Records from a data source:
......

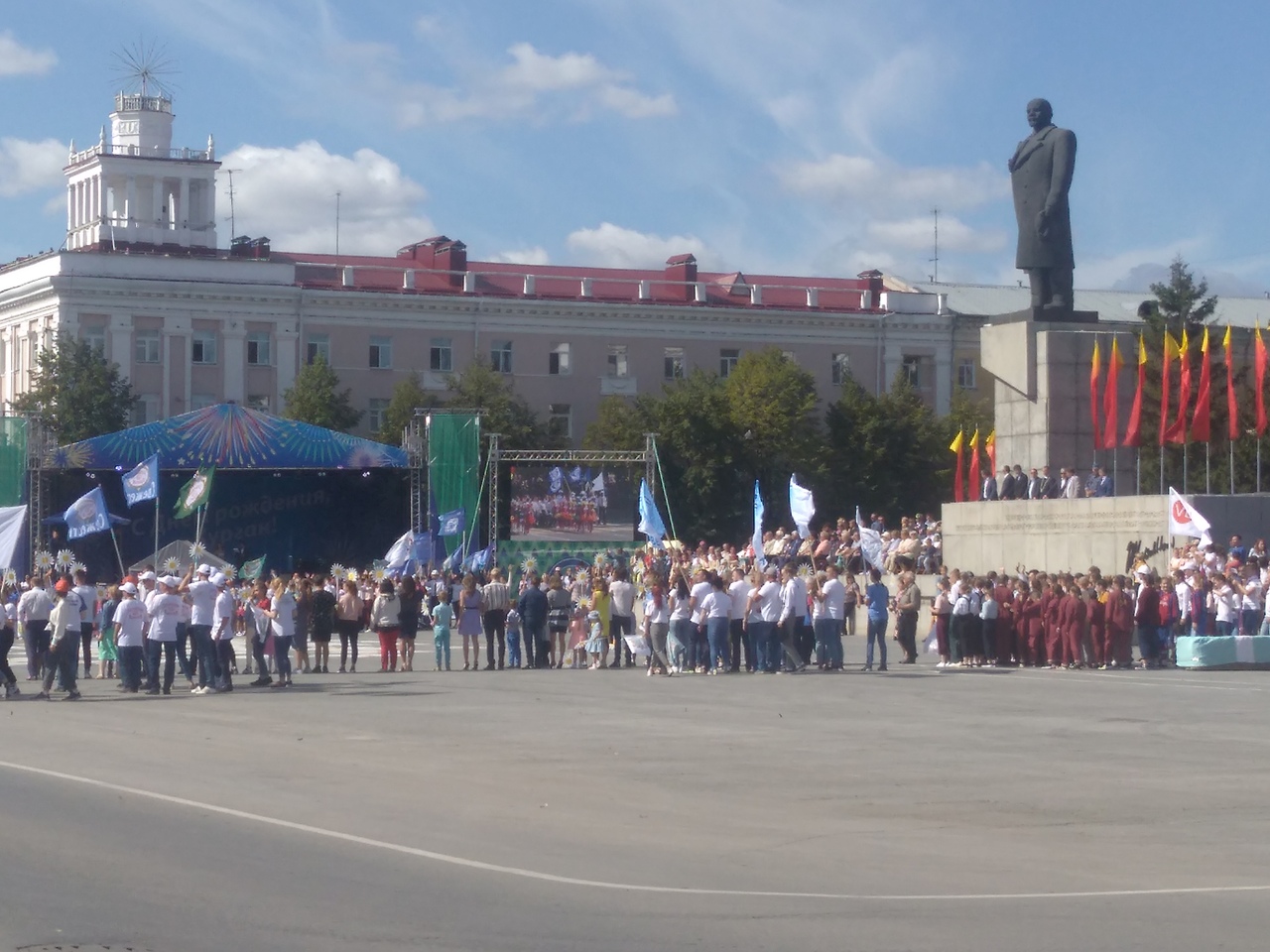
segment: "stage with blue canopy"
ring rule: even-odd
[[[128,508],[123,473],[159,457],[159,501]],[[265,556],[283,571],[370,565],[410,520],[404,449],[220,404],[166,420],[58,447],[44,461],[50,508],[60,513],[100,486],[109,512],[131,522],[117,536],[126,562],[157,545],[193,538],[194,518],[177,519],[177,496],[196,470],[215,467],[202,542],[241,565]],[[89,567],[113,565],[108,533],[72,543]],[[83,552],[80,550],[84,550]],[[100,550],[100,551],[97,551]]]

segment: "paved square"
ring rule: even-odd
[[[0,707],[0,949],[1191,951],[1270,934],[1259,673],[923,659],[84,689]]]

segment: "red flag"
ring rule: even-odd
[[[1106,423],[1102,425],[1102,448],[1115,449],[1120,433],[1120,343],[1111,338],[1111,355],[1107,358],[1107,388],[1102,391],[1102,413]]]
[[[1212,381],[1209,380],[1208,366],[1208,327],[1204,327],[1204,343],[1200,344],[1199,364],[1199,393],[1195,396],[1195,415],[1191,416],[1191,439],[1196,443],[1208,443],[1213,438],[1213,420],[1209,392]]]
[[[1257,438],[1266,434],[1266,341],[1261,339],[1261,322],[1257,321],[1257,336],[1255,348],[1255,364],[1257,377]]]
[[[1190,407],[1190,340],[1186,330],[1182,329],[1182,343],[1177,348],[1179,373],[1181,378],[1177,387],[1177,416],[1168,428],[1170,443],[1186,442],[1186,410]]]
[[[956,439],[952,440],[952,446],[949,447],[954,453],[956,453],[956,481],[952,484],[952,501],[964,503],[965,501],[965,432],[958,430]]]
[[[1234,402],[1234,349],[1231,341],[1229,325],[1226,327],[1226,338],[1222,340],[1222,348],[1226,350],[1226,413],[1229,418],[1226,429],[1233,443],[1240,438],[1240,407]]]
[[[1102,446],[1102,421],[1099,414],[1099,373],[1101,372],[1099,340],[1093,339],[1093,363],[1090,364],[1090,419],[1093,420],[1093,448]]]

......

(TASK BRIEF): Can you print every one of the lines above verbatim, leaving the picture out?

(EXERCISE ANSWER):
segment: "stage with blue canopy"
ring rule: even-odd
[[[128,508],[123,473],[159,457],[159,501]],[[265,556],[283,571],[370,565],[410,520],[404,449],[220,404],[166,420],[58,447],[44,461],[50,508],[60,513],[100,486],[109,512],[131,522],[117,536],[126,562],[157,545],[193,538],[194,518],[177,519],[177,496],[196,470],[215,467],[202,542],[241,565]],[[89,567],[113,565],[108,533],[72,543]],[[83,552],[80,550],[84,550]],[[100,550],[100,551],[97,551]]]

segment: "paved square"
ring rule: even-odd
[[[0,707],[0,949],[1191,951],[1270,934],[1259,673],[923,659],[84,689]]]

segment: "red flag"
ring rule: even-odd
[[[1106,423],[1102,425],[1102,448],[1115,449],[1120,433],[1120,343],[1111,338],[1111,355],[1107,358],[1107,388],[1102,391],[1102,413]]]
[[[1212,381],[1209,380],[1208,366],[1208,327],[1204,327],[1204,343],[1200,344],[1199,364],[1199,393],[1195,396],[1195,415],[1191,416],[1191,439],[1196,443],[1208,443],[1213,438],[1213,420],[1209,392]]]
[[[1257,438],[1266,434],[1266,341],[1261,339],[1261,322],[1257,321],[1257,336],[1255,348],[1255,364],[1257,377]]]
[[[1190,407],[1190,340],[1186,330],[1182,329],[1182,343],[1177,348],[1179,373],[1181,378],[1177,387],[1177,416],[1168,428],[1170,443],[1186,442],[1186,410]]]
[[[956,439],[952,440],[952,446],[949,447],[954,453],[956,453],[956,481],[952,484],[952,501],[964,503],[965,501],[965,432],[958,430]]]
[[[1234,402],[1234,349],[1231,341],[1229,325],[1226,327],[1226,338],[1222,340],[1222,348],[1226,350],[1226,413],[1229,418],[1226,429],[1233,443],[1240,438],[1240,407]]]
[[[1102,446],[1102,421],[1099,414],[1099,373],[1101,372],[1099,340],[1093,339],[1093,363],[1090,364],[1090,419],[1093,420],[1093,448]]]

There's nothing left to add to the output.